**What the task asks**
Locate the line containing "compact form (292,453)." in the material below; repeat it and every line after it, exactly as written.

------------------------------------

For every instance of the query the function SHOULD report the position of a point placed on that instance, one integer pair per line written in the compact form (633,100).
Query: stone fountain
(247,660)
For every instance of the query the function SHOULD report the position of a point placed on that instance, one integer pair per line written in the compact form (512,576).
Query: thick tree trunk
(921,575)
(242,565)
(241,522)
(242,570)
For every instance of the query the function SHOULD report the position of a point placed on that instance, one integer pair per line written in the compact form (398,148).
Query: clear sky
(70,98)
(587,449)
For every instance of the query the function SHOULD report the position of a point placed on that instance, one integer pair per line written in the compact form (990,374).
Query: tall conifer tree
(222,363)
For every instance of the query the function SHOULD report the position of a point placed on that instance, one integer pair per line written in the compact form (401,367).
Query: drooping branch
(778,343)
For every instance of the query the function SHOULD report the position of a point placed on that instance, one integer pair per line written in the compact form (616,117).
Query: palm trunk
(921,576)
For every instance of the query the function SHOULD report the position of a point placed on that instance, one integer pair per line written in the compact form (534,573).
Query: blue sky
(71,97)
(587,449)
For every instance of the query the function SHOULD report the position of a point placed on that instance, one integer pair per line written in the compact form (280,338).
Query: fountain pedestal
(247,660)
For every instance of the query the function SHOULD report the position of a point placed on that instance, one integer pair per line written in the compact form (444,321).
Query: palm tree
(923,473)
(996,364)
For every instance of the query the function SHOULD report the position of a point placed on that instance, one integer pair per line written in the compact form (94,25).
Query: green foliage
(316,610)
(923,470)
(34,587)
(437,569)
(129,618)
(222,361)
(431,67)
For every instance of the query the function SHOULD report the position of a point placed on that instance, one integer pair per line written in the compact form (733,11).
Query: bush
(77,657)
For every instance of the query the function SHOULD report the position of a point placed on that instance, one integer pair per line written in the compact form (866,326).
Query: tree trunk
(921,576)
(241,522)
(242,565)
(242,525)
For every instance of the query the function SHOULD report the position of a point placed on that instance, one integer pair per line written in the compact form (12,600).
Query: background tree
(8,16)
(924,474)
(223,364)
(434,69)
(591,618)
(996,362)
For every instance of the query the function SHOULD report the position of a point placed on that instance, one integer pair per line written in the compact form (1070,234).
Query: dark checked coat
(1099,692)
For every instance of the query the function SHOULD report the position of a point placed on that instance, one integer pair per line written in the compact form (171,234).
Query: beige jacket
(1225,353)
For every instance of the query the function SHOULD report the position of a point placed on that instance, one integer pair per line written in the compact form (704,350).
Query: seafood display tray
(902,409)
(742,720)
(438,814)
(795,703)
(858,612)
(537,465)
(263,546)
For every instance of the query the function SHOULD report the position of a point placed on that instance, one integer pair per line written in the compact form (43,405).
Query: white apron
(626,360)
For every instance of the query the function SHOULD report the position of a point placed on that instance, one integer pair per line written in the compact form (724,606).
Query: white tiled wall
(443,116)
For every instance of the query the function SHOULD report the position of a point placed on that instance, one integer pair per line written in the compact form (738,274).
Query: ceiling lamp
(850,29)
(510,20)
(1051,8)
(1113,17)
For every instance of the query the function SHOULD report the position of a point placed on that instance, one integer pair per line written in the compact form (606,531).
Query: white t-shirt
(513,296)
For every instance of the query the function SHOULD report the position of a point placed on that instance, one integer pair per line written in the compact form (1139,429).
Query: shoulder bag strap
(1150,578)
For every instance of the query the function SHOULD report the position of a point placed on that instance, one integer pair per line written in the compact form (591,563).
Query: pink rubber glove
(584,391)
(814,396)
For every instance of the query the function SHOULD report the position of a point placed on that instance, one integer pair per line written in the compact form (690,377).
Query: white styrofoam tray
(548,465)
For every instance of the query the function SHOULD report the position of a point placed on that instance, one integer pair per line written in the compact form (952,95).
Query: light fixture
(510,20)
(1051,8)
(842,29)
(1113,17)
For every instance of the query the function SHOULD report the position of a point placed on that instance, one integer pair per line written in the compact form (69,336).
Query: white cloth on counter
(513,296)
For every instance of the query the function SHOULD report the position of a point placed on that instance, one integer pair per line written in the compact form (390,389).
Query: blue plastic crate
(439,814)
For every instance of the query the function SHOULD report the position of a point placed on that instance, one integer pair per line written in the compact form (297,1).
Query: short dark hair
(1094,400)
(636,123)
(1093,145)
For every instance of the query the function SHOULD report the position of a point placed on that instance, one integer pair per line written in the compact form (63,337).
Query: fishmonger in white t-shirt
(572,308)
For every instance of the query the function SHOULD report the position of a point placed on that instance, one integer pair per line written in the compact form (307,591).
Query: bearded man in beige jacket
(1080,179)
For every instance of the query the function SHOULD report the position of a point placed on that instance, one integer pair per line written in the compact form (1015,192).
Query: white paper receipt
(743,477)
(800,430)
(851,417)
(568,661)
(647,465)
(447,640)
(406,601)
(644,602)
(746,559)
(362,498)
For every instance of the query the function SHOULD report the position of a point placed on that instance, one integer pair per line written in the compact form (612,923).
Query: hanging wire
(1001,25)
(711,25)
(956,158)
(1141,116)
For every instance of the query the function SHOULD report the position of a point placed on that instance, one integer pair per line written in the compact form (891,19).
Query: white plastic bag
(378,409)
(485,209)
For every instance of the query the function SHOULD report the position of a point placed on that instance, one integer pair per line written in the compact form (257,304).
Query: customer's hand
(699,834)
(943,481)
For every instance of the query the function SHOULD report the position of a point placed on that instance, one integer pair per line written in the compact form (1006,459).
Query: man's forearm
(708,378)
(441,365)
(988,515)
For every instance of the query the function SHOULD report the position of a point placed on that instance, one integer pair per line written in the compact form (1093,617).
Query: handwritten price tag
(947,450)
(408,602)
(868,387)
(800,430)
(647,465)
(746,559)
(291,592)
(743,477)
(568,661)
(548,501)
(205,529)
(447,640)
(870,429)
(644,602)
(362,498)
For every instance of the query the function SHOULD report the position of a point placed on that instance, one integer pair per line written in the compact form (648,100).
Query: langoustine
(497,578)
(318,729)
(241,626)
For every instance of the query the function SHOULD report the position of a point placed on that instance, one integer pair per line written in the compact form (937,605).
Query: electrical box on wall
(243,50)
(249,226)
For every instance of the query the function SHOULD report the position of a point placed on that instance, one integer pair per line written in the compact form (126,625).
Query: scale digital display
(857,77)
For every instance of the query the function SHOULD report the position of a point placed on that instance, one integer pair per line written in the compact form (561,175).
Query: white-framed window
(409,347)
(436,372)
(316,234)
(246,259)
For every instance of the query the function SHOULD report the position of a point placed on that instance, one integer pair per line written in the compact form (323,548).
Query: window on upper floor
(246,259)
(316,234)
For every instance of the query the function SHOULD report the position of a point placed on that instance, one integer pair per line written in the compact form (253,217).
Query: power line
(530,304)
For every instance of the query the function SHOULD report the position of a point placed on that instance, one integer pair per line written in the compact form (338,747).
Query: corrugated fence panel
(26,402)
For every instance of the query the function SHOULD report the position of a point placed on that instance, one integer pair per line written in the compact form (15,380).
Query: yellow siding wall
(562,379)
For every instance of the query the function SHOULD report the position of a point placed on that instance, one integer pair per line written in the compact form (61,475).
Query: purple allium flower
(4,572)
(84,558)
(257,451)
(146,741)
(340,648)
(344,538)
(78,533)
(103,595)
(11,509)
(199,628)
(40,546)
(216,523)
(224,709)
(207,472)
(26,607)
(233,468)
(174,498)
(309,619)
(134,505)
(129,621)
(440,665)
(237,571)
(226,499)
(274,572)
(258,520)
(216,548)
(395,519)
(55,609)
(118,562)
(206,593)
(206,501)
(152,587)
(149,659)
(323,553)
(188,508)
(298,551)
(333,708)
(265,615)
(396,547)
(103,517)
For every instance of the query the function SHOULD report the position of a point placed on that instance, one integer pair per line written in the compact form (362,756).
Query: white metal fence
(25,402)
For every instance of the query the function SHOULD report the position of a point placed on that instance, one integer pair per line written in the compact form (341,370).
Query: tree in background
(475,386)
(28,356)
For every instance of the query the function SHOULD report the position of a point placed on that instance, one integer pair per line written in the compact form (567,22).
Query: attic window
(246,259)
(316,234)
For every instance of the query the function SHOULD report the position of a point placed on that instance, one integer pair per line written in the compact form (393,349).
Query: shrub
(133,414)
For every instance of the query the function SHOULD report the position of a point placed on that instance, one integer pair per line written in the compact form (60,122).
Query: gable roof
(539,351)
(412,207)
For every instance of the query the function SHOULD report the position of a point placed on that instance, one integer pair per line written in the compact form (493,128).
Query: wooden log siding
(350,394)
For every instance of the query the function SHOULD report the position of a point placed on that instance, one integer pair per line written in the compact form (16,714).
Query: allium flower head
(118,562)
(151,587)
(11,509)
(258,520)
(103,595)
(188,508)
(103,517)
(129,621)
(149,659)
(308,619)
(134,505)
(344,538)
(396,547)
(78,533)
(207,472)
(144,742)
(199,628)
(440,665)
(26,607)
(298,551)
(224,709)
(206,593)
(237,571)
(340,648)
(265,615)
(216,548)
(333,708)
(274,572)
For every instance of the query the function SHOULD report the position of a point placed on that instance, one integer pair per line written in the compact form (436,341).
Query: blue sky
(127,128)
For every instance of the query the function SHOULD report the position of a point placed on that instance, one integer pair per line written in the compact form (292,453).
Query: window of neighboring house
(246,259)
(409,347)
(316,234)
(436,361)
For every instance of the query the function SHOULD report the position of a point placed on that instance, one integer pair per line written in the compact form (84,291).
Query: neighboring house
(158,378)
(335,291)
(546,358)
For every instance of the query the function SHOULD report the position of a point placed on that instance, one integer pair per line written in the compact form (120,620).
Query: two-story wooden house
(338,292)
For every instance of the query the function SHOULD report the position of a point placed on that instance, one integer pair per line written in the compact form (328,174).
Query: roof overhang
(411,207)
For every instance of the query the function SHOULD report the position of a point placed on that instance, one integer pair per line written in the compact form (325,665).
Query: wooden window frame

------------------------------------

**Answer to the problem**
For every instance of the query the function SHOULD report the position of a point placed on that instance, one integer pair per line written in the compact form (292,453).
Query: window of neighboring house
(246,259)
(409,347)
(316,234)
(436,361)
For every instance of the query the function SHOULD report the position of a point placed on that instance, one integer pair per line written in the compact form (84,291).
Query: neighboring house
(158,378)
(335,291)
(546,358)
For every instance of the query the function SHOULD report the position of a point placed on that instance, one integer pair per line written in the compact form (120,620).
Query: two-story wooden house
(338,292)
For every instance of the query the function SHOULD report the position of a point placed on that instance, one integer pair per line written in the compact form (328,174).
Query: roof overhang
(411,207)
For every instance of the query the function SHOULD report the position of a point placed on that instance, one integer pair per line written in the compact form (325,665).
Query: wooden window frame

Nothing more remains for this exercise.